# MATERIAL TO PROCESS
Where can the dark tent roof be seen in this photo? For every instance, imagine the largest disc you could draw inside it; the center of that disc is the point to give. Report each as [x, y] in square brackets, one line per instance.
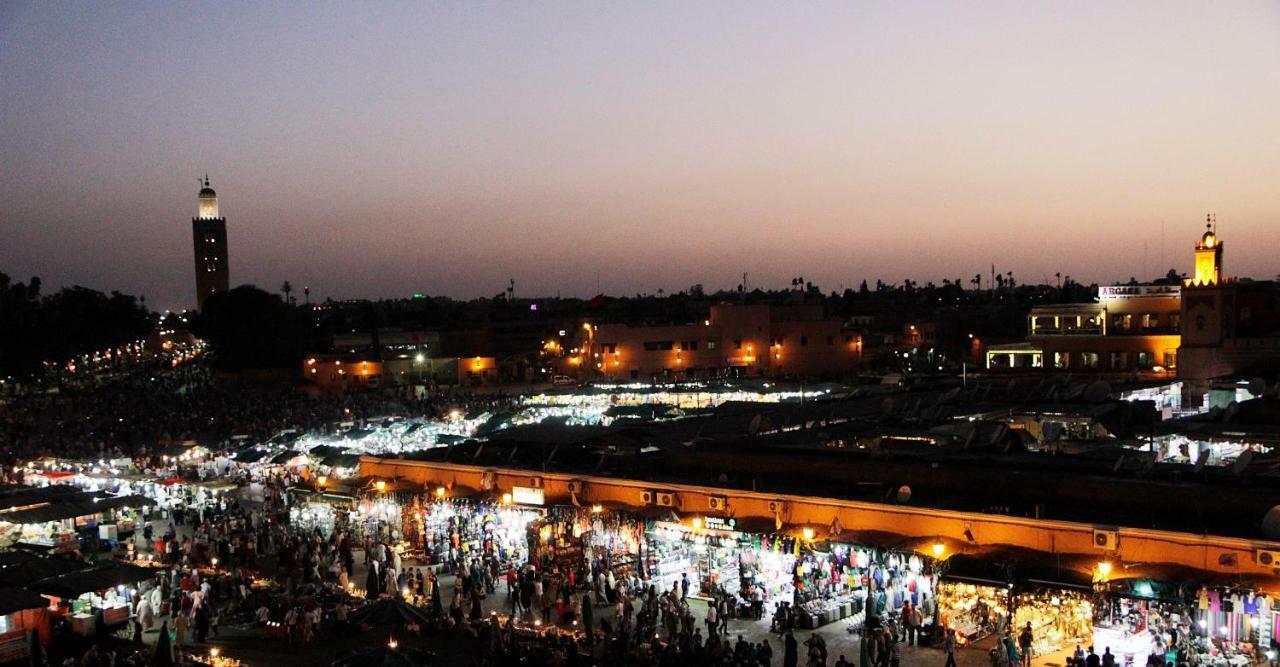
[35, 569]
[385, 657]
[973, 570]
[341, 460]
[283, 457]
[388, 613]
[16, 599]
[76, 584]
[251, 455]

# EXERCISE
For the material above, repeat each line exactly and leave out the pictures.

# RESPONSE FOR THIS EXERCISE
Where can the dark tent roof be seen in this photo? For every instance, imagine the largest disc you could draw inside it; the center of that disc is the point to give. Report each as [x, y] in square brackets, one line per instance.
[35, 569]
[385, 657]
[973, 570]
[341, 460]
[283, 457]
[388, 613]
[16, 599]
[76, 584]
[251, 455]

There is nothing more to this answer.